_Assigned task_
Please retype, unchanged, each line from the top of the material below through the line where "Target: street lamp post" appears.

_Dataset records_
*** Block opens ***
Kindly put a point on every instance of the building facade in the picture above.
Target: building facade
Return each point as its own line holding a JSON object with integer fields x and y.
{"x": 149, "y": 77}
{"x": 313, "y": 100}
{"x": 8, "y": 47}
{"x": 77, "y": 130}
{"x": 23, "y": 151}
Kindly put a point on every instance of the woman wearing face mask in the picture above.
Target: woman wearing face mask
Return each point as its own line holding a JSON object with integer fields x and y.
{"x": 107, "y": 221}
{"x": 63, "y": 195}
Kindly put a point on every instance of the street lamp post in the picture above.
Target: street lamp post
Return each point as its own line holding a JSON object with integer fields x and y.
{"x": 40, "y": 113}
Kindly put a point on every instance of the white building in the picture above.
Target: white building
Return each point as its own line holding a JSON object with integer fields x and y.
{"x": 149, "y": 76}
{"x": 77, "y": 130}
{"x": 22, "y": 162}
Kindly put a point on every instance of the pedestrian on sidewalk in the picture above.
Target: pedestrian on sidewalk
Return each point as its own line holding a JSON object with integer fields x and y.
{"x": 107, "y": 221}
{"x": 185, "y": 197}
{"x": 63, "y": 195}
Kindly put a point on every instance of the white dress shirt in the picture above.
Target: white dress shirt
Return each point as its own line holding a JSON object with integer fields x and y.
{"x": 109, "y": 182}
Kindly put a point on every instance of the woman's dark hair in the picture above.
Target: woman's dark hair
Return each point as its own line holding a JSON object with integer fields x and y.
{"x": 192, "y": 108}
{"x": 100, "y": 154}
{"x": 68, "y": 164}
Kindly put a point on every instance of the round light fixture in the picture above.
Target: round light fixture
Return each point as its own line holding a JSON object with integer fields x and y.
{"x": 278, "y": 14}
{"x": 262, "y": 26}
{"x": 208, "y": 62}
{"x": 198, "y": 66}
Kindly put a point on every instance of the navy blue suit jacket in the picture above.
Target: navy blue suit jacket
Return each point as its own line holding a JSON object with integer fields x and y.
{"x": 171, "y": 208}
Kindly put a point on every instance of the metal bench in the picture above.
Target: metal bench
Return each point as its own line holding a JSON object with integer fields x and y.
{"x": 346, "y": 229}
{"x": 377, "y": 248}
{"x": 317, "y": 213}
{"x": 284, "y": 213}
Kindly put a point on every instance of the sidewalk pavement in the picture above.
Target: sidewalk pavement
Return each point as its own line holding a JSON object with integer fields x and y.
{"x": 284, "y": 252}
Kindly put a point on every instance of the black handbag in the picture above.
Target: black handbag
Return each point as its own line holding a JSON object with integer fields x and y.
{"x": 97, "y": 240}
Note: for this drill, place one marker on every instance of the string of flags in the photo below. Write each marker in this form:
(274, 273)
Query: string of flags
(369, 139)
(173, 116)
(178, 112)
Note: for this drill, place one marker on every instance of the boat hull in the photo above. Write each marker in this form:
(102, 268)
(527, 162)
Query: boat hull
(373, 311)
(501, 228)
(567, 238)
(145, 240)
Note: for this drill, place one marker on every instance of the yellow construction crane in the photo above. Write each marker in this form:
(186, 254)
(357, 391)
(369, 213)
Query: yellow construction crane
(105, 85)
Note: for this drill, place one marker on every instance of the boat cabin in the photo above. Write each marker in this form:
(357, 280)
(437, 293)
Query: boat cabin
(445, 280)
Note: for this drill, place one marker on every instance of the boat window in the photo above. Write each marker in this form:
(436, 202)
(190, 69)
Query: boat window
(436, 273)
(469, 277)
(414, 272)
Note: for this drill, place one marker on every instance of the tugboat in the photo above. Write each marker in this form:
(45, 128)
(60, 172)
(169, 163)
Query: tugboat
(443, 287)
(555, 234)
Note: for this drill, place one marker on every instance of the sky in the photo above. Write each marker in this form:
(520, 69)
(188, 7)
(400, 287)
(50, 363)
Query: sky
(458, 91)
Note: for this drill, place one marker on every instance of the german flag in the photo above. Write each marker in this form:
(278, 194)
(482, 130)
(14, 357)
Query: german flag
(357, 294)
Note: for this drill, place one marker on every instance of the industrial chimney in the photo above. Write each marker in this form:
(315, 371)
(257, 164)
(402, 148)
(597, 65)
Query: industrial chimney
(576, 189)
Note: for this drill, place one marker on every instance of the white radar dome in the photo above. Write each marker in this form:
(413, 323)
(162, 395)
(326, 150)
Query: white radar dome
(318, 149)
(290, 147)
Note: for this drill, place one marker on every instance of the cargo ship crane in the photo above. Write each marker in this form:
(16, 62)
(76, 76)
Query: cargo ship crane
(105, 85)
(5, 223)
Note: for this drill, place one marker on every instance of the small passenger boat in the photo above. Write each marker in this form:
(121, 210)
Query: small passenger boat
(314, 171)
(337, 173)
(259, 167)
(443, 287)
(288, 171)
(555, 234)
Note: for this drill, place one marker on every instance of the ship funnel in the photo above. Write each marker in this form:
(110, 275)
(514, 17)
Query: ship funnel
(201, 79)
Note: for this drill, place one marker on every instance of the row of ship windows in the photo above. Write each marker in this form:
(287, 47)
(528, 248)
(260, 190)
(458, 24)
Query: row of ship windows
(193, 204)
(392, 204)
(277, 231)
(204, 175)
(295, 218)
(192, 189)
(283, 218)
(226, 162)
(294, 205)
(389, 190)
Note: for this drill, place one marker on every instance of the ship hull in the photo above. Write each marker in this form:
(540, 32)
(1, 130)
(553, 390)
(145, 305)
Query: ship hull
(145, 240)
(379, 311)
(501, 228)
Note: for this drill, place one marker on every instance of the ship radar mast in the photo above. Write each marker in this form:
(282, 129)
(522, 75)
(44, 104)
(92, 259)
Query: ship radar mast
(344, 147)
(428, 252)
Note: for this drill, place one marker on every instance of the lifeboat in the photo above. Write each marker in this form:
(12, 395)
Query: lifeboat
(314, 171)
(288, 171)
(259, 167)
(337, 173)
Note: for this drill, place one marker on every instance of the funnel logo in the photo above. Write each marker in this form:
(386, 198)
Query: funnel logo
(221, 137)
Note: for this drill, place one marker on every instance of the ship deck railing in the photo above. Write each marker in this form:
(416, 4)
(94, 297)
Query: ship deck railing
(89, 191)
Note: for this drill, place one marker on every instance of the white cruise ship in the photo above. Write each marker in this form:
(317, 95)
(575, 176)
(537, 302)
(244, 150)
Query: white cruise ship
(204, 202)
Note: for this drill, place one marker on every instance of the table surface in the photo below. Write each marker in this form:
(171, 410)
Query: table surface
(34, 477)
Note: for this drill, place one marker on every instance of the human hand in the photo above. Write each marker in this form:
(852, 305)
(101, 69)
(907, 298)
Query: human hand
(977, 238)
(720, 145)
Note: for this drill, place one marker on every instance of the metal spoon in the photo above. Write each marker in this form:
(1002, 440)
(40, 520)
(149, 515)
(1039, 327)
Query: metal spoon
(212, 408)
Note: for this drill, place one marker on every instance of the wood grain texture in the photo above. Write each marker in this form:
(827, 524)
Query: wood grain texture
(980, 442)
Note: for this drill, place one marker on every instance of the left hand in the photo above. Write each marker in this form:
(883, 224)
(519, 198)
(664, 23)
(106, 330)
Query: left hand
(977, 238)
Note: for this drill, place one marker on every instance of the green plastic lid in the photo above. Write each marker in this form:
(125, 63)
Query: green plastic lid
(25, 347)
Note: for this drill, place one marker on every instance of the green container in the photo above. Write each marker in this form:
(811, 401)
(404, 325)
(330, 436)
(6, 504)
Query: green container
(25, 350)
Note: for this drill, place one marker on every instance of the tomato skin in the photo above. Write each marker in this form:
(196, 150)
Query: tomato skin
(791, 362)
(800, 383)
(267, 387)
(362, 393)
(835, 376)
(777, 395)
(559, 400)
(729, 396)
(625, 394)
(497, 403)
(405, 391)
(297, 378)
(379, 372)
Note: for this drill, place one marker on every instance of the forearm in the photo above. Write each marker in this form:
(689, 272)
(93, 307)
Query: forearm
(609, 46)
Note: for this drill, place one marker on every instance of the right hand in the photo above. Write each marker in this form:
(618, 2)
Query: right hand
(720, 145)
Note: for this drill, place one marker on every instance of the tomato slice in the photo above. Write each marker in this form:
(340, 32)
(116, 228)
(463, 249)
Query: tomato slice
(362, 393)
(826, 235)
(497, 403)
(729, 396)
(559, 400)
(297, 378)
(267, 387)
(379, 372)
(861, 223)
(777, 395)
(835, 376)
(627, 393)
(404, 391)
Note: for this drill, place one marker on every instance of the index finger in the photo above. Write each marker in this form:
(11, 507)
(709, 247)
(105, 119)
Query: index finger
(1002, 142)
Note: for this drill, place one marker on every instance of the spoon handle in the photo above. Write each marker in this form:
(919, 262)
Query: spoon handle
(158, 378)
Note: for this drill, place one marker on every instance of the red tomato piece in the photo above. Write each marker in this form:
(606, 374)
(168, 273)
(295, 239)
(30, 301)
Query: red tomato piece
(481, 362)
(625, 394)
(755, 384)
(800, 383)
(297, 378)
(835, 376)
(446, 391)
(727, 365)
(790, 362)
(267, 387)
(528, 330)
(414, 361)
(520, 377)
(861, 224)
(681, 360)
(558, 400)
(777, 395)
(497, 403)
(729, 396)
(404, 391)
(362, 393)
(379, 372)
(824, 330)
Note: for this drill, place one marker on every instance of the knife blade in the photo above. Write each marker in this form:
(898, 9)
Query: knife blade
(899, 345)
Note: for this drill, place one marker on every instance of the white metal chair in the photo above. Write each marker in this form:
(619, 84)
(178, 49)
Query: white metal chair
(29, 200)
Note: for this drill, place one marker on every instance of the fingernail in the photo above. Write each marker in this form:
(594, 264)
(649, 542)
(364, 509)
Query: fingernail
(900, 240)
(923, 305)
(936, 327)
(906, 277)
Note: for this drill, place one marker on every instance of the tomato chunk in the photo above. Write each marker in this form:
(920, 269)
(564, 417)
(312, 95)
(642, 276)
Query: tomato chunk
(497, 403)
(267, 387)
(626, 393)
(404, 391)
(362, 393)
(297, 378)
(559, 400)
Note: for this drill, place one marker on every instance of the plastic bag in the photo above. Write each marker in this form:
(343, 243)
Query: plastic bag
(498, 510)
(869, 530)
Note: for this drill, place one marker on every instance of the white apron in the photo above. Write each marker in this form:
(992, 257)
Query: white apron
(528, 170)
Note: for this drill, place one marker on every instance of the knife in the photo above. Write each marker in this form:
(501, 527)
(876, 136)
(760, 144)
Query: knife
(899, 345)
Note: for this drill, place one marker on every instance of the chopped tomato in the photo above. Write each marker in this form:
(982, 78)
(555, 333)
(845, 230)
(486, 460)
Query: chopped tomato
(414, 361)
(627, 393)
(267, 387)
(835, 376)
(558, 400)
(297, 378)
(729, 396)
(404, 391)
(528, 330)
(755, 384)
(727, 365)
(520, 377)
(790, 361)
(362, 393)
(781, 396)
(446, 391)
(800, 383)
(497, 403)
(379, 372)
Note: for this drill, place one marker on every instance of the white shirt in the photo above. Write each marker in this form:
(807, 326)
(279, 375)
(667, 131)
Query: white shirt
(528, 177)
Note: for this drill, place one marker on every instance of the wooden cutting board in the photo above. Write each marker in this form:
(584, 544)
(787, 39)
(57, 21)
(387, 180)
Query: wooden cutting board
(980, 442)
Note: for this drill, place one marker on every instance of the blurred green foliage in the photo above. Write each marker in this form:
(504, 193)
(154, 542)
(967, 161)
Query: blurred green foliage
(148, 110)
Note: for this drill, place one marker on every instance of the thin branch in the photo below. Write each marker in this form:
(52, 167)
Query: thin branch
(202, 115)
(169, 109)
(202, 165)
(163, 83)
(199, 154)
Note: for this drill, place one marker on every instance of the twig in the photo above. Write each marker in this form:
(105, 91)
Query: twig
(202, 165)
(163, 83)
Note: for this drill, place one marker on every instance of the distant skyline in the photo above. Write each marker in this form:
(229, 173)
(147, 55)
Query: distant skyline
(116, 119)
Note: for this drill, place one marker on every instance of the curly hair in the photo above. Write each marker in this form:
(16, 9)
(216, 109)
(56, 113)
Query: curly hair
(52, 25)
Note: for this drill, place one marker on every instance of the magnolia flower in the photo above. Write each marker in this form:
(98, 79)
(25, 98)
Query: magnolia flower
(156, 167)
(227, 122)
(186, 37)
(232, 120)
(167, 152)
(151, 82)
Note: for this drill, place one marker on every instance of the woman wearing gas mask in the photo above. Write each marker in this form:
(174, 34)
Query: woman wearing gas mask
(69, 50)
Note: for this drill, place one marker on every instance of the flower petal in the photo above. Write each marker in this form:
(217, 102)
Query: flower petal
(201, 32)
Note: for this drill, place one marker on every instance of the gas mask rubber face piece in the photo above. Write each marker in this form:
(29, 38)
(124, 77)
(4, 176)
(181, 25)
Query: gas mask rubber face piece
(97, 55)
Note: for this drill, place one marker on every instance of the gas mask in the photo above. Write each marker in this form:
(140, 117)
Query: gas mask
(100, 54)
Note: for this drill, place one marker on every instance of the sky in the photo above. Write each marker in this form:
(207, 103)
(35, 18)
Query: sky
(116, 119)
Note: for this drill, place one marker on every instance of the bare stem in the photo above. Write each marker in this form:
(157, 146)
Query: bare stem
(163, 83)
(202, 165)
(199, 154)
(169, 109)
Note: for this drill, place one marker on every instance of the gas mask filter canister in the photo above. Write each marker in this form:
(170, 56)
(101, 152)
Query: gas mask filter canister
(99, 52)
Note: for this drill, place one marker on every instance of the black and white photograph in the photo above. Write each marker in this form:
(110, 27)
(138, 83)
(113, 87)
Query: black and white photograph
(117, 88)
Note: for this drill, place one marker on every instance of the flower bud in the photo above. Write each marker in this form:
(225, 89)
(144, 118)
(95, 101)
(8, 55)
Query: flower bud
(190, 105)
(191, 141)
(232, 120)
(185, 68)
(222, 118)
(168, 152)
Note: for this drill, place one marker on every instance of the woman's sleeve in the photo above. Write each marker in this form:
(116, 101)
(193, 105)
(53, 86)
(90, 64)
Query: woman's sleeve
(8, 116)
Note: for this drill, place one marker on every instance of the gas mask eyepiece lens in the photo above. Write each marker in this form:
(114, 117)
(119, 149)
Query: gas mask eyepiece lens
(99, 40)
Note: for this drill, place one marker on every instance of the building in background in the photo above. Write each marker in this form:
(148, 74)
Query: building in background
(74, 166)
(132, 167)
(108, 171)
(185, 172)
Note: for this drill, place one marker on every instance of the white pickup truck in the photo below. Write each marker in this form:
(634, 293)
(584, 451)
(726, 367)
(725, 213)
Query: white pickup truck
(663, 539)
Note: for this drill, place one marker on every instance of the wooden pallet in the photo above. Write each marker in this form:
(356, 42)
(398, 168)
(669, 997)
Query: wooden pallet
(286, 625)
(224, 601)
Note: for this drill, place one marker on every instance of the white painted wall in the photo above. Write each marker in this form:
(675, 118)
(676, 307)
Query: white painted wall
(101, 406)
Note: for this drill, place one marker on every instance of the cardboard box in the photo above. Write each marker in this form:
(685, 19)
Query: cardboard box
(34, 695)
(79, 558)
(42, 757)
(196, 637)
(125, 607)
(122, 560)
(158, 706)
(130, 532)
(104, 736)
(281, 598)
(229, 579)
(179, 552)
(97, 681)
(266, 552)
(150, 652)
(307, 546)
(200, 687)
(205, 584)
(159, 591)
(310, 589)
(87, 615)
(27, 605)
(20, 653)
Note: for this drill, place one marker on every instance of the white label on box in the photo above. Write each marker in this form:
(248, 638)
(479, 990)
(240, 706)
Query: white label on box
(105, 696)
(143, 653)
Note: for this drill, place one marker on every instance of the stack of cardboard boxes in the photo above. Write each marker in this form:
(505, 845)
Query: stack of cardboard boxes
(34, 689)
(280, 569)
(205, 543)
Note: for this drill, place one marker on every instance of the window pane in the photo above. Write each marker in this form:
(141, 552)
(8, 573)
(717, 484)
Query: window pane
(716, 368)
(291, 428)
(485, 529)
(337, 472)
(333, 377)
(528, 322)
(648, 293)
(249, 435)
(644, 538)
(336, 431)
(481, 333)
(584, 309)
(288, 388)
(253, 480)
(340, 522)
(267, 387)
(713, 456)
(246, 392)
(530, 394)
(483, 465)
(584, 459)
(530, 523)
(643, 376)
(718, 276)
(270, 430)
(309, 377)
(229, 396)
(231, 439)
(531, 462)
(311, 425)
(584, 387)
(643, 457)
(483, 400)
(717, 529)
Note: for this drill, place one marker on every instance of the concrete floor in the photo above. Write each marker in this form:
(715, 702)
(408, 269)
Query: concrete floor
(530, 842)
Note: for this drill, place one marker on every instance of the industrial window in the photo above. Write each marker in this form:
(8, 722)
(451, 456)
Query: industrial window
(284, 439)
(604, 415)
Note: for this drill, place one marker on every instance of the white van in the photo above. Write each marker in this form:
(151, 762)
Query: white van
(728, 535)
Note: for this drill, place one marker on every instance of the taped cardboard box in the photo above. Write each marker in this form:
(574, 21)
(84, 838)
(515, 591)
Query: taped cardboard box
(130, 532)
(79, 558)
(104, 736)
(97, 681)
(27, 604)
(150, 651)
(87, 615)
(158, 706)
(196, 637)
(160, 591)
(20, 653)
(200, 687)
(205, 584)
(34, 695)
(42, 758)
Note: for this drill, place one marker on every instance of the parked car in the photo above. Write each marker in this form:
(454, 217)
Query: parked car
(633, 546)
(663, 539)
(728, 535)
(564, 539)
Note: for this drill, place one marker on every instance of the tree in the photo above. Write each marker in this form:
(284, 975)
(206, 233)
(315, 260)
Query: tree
*** Block closes ***
_Result_
Kindly put a point on every instance of the building facade in the picture above.
Target: building facade
Return each point as its own line holding a JSON object with integer fields x and y.
{"x": 149, "y": 77}
{"x": 313, "y": 100}
{"x": 8, "y": 47}
{"x": 77, "y": 130}
{"x": 23, "y": 151}
Kindly put a point on every instance of the woman wearing face mask in the picture above.
Target: woman wearing face mask
Return each point as its own line holding a JSON object with integer fields x and y.
{"x": 107, "y": 221}
{"x": 63, "y": 195}
Kindly put a point on every instance of the street lamp post in the picture above.
Target: street lamp post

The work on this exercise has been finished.